---------- DATA TO USE

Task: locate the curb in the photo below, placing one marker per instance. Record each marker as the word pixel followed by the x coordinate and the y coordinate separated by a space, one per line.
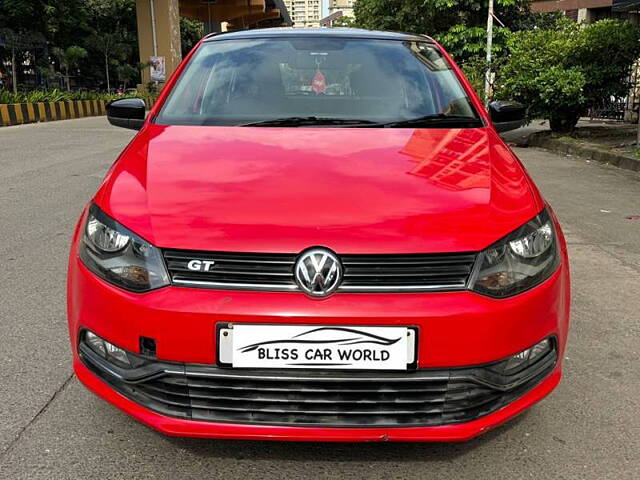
pixel 583 149
pixel 21 113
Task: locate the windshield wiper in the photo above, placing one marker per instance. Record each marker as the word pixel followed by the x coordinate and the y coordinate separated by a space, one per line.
pixel 302 121
pixel 440 120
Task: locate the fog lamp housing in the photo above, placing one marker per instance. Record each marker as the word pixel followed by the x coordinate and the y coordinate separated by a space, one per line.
pixel 524 359
pixel 110 352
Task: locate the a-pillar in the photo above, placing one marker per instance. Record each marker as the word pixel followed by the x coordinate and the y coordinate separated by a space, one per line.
pixel 158 34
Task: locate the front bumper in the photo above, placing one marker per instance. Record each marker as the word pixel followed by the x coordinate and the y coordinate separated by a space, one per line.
pixel 456 330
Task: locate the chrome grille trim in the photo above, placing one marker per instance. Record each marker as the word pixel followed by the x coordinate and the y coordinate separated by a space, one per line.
pixel 367 273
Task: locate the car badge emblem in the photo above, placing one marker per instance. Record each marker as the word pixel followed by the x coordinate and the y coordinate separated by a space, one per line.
pixel 318 272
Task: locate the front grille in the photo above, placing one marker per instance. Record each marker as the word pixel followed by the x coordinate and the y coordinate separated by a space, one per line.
pixel 322 398
pixel 362 273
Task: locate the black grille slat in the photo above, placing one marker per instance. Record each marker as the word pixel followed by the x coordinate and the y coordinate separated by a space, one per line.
pixel 330 398
pixel 362 273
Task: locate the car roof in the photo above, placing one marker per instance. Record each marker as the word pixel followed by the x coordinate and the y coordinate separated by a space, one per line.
pixel 315 32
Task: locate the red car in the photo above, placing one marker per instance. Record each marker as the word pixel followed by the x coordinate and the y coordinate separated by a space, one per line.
pixel 318 235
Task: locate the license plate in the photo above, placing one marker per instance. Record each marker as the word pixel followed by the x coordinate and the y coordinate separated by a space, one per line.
pixel 312 346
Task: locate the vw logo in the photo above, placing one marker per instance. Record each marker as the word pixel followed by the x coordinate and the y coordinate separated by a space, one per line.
pixel 318 272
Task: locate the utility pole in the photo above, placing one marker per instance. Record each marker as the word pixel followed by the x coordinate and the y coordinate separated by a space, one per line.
pixel 487 80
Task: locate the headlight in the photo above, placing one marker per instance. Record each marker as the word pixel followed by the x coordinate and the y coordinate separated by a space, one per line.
pixel 519 261
pixel 120 256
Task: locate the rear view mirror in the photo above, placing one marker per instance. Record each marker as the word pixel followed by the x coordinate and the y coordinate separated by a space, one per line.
pixel 507 116
pixel 127 113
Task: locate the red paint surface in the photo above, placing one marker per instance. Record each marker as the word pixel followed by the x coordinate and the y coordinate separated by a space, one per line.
pixel 352 190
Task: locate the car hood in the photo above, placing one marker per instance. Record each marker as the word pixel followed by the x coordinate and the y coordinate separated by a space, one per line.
pixel 353 190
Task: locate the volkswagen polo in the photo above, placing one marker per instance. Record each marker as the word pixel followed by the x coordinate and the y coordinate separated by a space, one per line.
pixel 318 235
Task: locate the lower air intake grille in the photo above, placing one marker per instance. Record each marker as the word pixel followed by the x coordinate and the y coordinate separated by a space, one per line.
pixel 323 398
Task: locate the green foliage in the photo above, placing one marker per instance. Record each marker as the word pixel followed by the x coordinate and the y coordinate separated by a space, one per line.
pixel 40 33
pixel 464 42
pixel 558 73
pixel 55 95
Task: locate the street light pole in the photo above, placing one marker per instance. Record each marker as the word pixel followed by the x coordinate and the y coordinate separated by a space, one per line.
pixel 487 80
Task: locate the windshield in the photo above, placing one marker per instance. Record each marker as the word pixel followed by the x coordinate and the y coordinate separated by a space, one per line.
pixel 333 81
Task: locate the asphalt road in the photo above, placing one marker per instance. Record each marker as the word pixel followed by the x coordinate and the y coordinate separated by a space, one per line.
pixel 52 428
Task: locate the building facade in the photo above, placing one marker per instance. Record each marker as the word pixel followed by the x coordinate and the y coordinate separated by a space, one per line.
pixel 344 6
pixel 304 13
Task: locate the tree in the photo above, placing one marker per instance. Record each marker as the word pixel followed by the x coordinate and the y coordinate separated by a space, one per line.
pixel 69 60
pixel 559 73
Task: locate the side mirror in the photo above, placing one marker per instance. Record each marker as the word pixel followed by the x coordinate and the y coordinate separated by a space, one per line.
pixel 126 113
pixel 507 116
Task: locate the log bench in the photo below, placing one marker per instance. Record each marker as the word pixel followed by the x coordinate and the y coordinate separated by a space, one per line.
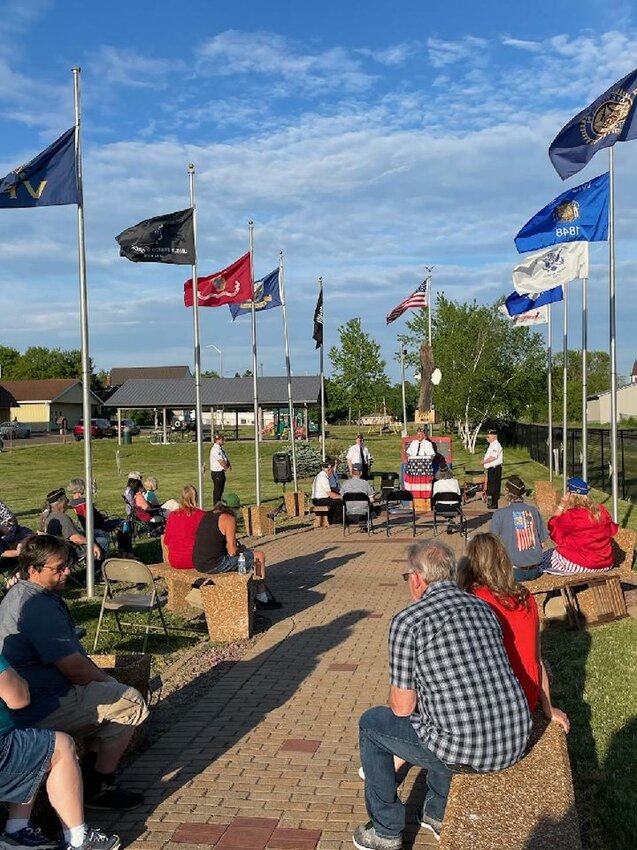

--------------------

Please copy all of the records above word for word, leaving out the pictures.

**SOLUTION FOR THIS TASK**
Task: locate the curb in the photo below, placing one marker per instance. Record each marker as the word pixel followed by the x coordinate and the y coordinate separated by a space, one per line.
pixel 583 149
pixel 21 113
Task: locate the windshield wiper in the photo above, placing one marker per instance. Record each marker as the word pixel followed by the x coordinate and the y coordinate separated by a space, one per line.
pixel 302 121
pixel 440 120
Task: locate the fog lamp housing in the photo above, placing one marker per instance. Record each marker as the word pixel followed by the x coordinate and the y coordinate separated by a space, one per line.
pixel 524 359
pixel 110 352
Task: locate the a-pillar in the photo above, placing one marker per instance. Record each marker as the word pixel followed by the x coordinate and the y coordinate separated by a space, one per line.
pixel 158 34
Task: locate the front bumper in the photo above, placing one marker per instance. Record each marker as the word pixel followed by the x coordinate and the y coordinate separated by a space, one per line.
pixel 456 330
Task: locate the chrome grille trim in the photo above, placing one marker per instance. Record each marker as the word pixel followed by the x coordinate and the y coordinate separated by a space, one per line.
pixel 367 273
Task: locate the car badge emblem in the photo above, placing one marker per instance. Record each marker as the word pixel followed by the x coordinate and the y coordinate separated by a space, one per line.
pixel 318 272
Task: locate the front grille in the photo above, placing one marker per instance. Record each marker as the word pixel followed by the x coordinate and the y coordinate separated by a space, one per line.
pixel 322 398
pixel 362 273
Task: locate the black grille slat in the photo above, placing one marker per instance. Record each marker as the word pixel followed by the x coordinate and the y coordinate separated by a space, one per line.
pixel 330 398
pixel 362 273
Task: locate the car roof in the photo above, placing one marker per instance. Record each marker as the word pixel followed by the x coordinate and the y coordinate separated by a space, one per line.
pixel 315 32
Task: locate the red car in the photo above, placing one marker per instance. Record each marker as the word pixel followed by the x coordinate and the y coordinate separated by a space, one per line.
pixel 318 235
Task: locate the license plate in the photo above, placing one marker per instance. Record each marker as the word pixel followed by the x coordinate and the y coordinate separated by a space, one per line.
pixel 312 346
Task: locate the vw logo in the photo above, placing one marker per instance. Record each marker as the word pixel followed by the x coordinate and the y coordinate separated by a space, one per line.
pixel 318 272
Task: locate the utility pole in the photo above, placing one marker per instance. Record each marker as the word pixel followed by the x coordinate and the y coordinate separated by a space, one per line.
pixel 487 80
Task: locate the headlight in the photo above, placing one marker per instance. Record each marker as the word pixel followed by the x coordinate and the y coordinate separated by a space, one per line.
pixel 519 261
pixel 120 256
Task: locate the rear view mirror in the photo above, placing one marker per instance. Record each marker as the word pixel followed by the x coordinate and the y coordinate separated by a space, one per line.
pixel 507 116
pixel 127 113
Task: locate the red paint surface in the photo above, placing one marker per instance. Record each marker as the word pixel followed by the x coordinate and the y coordinate separated by a space, one per line.
pixel 352 190
Task: locate the car hood in the photo above, placing one marker per instance. Record each marker as the word pixel followed by the x coordinate and the y coordinate separated by a space, one per line.
pixel 353 190
Task: locate the volkswagen polo in the photo above, placing one marker per instance. Record each marker as the word pixel followed by the x coordinate and the y coordinate separated by a space, one per line.
pixel 318 235
Task: locate the lower air intake grille in the photo above, placing one marker per instance. Record each marker as the word pixel followed by the x coordinate and the y coordinate separated by a space, one per line.
pixel 323 398
Task: locate the green foliage in the photo above, placing one marker per instance. Record each marker as the word pixel followed by the x coordinate and the y coordinate separated by a space, one per line.
pixel 40 33
pixel 464 42
pixel 558 73
pixel 55 95
Task: locate the street light pole in the photo above, placing one marker per instance. Record each marker as the word pixel followed by the x coordinate and the y coordinate separated by a space, one per line.
pixel 487 80
Task: locate the windshield in the photo above, placing one marker per instance. Record each marker as the word pixel followed by the x coordinate and the y coordinate separated by a space, one per line.
pixel 333 81
Task: locate the asphalt road in the photo above, placing one marker per instance. Record each marker as the word pixel followed by the x coordinate and the y coordinate separated by a space, one per line.
pixel 52 428
Task: locate the building facade in the photo above, placing one marker per instance. Record each marker as the word pixel followed by the x coordinate and the y coordinate separated by a space, one per line.
pixel 344 6
pixel 304 13
Task: locate the tree in the photo above, placing one marker per instance. Record each marker as the word pixel followed by the x coordinate and the y coordinate separated by a space, one per line.
pixel 69 60
pixel 559 73
Task: locate the side mirror in the photo above, placing one marker per instance. Record each marker as the word pixel followed by the x coordinate and the y coordinate separated by a space, one per line.
pixel 126 113
pixel 507 116
Task: locate the log bench in the photo below, placing one marker per instance. Record each marker as the word pixel followed by the x coordinate and the y coordinate separated by a space, one per line.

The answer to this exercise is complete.